** START OF EXCERPT PROVIDED **

Malama Honua Worldwide Voyage

Eternally inspired by the strong tradition of giving an offering or tribute in Polynesian culture, OluKai is honored to announce the brand’s partnership with the Malama Honua Worldwide Voyage of prestigious sailing canoes, the Hōkūleʻa and Hikiananlia, built with the same ingenuity that brought the first Polynesians to the archipelago of Hawaii. OluKai will contribute time and product to the 3+ year Worldwide Voyage; the brand will supply SS15 products to all the proficient watermen and women who will crew the voyage to wear test and share their feedback on the performance of each shoe. The Hōkūleʻa represents a large part of OluKai’s company mission – honoring and preserving Hawaiian culture and traditions.

Officially departing Hawaii the week of May 26th, weather permitting, the Worldwide Voyage will highlight diverse cultural and natural treasures and the importance of working together to protect them. Covering 47,000 nautical miles, 85 ports and 26 countries, the Malama Honua Worldwide Voyage will sail across the Earth’s oceans to join and grow the global movement toward a more sustainable world. Crew members on both the Hōkūleʻa and Hikiananlia will sail using the 3,000 year old traditional method of Polynesian deep sea navigation, with no modern instruments.

“As a company, we feel honored and humbled to partner with the remarkable Hōkūleʻa ‘Ohana,” says Kerry Konrady director of marketing at OluKai. “Over the course of the 3+ year Worldwide Voyage, the Hōkūleʻa and Hikiananlia will touch so many lives and spread such an important message of sustainability to benefit future generations to come.” 

OluKai Konohiki and legendary waterman, Archie Kalepa, will join the Hōkūleʻa for several legs of the journey from July to August.

“When I joined the OluKai ‘Ohana full-time as a Konohiki, I merged my commitment to preserving our local culture and traditions with that of OluKai’s strong commitment and dedication to the Polynesian culture,” says Kalepa. “The Malama Honua mission to provide knowledge to help better protect our Earth and spread Aloha is something that is very near and dear to my heart. I feel blessed to be a part of it.” 

The Hawaiian name for this voyage, Malama Honua, means “to take care of our Earth.” The Worldwide Voyage means to show the world how we can engage all of Island Earth – by practicing how to live sustainably, while sharing, learning, creating global relationships, and discovering the wonders of this precious place we all call home.


To learn more about the voyage visit:

Master Navigator Mau

In the heart of Honolulu, in an area known as Kaka’ako, muralist Kamea Hadar is caked in paint. Splatters, drops and dots have taken to his clothing and body like a second skin. He has two printed pieces of computer paper on the ground that he references after every few calculated strokes. There is a face on the paper and it is glaring at him. Fiercely. The face is of the late Master Navigator Mau Piailug.

Mau “Papa Mau” Piailug was a Micronesian navigator from the Carolinian island of Satawal, best known as a teacher of traditional, non­instrument wayfinding methods for deep­sea voyaging. Mau's Carolinian navigation system—which relies on navigational clues using the sun and stars, winds and clouds, seas and swells, and birds and fish ­ was passed down to him by his elders through teachings in the oral tradition.

** END OF EXCERPT PROVIDED **

▶ _STATED PROBLEM 1_
Show every line of the rows below that contains the word "concrete".

** START OF DATA **

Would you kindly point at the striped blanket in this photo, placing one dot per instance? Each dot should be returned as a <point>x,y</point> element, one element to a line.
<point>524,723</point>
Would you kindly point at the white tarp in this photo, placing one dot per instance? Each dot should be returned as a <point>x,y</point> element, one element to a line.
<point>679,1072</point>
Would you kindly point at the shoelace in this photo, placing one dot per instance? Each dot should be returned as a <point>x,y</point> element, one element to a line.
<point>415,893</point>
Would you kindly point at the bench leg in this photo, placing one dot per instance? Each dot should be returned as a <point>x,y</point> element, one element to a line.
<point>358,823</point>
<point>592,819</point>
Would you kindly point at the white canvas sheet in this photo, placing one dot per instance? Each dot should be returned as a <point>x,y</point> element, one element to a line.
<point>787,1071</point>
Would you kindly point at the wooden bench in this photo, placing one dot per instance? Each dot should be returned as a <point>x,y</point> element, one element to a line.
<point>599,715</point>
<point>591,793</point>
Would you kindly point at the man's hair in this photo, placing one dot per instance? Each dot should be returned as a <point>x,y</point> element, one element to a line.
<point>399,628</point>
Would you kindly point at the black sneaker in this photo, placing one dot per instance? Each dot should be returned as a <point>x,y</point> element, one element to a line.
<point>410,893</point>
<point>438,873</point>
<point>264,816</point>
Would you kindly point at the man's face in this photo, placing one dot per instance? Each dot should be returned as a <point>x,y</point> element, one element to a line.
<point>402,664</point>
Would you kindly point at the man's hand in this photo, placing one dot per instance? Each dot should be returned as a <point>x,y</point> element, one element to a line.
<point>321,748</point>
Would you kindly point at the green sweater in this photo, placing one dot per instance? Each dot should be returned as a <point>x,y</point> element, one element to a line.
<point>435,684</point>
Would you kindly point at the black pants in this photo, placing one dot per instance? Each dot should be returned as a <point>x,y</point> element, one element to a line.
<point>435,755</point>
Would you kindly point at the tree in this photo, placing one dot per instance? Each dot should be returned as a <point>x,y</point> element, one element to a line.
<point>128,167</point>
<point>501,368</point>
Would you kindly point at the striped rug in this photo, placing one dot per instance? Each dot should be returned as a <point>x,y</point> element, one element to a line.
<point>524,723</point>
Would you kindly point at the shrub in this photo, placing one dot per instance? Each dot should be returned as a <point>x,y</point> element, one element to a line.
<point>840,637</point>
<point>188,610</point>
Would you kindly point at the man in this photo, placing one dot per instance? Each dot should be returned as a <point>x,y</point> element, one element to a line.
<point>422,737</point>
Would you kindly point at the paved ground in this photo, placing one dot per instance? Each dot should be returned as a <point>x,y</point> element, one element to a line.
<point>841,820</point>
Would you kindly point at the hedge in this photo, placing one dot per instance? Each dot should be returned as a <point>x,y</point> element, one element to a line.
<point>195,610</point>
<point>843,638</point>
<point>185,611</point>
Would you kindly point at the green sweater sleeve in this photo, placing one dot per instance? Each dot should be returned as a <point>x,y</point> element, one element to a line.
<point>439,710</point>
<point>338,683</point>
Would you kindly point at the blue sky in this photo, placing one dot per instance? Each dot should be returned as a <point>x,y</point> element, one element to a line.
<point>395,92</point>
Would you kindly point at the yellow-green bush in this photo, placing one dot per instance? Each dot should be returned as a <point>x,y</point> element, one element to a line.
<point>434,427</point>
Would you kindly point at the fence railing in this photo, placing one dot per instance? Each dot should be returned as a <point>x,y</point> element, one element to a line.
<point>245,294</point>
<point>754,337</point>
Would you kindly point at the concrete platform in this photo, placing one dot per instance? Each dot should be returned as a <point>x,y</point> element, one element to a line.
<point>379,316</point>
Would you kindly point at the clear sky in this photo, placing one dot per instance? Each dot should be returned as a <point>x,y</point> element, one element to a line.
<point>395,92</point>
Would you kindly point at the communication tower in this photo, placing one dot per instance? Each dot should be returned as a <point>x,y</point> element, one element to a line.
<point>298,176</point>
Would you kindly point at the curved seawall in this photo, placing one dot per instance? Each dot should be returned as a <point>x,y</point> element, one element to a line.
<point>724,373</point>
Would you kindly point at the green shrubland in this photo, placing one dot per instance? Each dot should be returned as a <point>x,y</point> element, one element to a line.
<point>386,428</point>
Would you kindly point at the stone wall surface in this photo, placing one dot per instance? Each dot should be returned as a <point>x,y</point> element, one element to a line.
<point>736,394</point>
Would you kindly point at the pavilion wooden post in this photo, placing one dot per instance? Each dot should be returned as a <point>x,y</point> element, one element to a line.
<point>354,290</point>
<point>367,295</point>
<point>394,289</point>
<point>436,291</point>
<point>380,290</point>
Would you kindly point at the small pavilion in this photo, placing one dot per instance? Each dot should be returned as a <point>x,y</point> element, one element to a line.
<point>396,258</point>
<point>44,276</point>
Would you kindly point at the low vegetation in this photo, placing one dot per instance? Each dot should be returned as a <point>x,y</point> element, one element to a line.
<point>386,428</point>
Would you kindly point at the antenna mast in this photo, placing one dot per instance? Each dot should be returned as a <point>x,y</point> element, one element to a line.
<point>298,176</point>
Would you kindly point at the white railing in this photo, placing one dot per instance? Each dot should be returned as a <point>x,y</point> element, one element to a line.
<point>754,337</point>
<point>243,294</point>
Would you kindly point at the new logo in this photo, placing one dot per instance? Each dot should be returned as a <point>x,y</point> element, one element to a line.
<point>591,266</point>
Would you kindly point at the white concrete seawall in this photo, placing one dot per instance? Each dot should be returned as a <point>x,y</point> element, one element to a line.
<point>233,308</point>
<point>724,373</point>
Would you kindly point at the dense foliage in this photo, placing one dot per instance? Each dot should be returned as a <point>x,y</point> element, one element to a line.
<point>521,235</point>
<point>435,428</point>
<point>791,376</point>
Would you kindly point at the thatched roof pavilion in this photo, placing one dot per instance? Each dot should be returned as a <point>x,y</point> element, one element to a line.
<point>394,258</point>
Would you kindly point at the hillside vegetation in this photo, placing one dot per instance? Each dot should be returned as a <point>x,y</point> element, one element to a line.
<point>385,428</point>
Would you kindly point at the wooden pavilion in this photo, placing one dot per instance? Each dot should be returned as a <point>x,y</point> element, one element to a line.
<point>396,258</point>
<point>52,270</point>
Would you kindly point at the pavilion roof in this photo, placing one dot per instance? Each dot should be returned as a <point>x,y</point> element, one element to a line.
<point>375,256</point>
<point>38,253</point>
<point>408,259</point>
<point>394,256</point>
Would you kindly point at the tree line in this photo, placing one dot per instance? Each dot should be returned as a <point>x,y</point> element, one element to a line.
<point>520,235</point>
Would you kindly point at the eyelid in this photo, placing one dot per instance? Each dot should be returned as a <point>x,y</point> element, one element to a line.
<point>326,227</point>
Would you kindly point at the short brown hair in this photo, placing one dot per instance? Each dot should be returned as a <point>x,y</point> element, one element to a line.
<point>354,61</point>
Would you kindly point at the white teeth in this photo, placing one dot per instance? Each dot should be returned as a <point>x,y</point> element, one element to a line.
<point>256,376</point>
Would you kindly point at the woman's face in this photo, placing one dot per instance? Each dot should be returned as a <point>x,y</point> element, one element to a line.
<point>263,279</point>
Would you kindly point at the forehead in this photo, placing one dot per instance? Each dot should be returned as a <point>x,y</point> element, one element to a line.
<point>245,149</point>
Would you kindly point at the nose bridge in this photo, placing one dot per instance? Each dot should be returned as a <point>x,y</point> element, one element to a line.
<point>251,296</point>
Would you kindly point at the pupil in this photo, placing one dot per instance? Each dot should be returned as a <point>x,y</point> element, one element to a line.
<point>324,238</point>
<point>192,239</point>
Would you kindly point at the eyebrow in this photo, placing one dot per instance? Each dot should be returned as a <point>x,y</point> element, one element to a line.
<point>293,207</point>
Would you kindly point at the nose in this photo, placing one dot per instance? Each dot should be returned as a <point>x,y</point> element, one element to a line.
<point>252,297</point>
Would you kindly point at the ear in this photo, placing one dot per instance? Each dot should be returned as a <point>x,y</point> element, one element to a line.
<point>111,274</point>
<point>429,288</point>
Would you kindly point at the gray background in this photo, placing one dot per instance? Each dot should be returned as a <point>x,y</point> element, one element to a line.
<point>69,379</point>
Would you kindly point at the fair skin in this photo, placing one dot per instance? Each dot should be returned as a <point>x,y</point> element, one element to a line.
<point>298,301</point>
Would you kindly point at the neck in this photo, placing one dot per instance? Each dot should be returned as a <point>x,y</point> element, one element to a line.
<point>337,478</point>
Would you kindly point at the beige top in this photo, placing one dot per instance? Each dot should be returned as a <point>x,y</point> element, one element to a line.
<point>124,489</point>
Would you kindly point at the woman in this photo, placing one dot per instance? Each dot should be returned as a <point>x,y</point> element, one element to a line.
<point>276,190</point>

** END OF DATA **

▶ _STATED PROBLEM 2_
For each statement, say yes or no on whether the text about the Malama Honua Worldwide Voyage agrees with it, and quote the words from the text that decide it. (a) The voyage will stop at 85 ports. (b) The crew will navigate with modern instruments. (c) Mau Piailug came from the island of Satawal.

▶ _TASK OUTPUT 1_
Would you kindly point at the concrete platform in this photo, placing one dot per instance? Each dot should be returned as a <point>x,y</point> element, one element to a line.
Would you kindly point at the white concrete seawall in this photo, placing one dot per instance? Each dot should be returned as a <point>x,y</point> element, one element to a line.

▶ _TASK OUTPUT 2_
(a) Yes: "Covering 47,000 nautical miles, 85 ports and 26 countries"
(b) No: "with no modern instruments"
(c) Yes: "a Micronesian navigator from the Carolinian island of Satawal"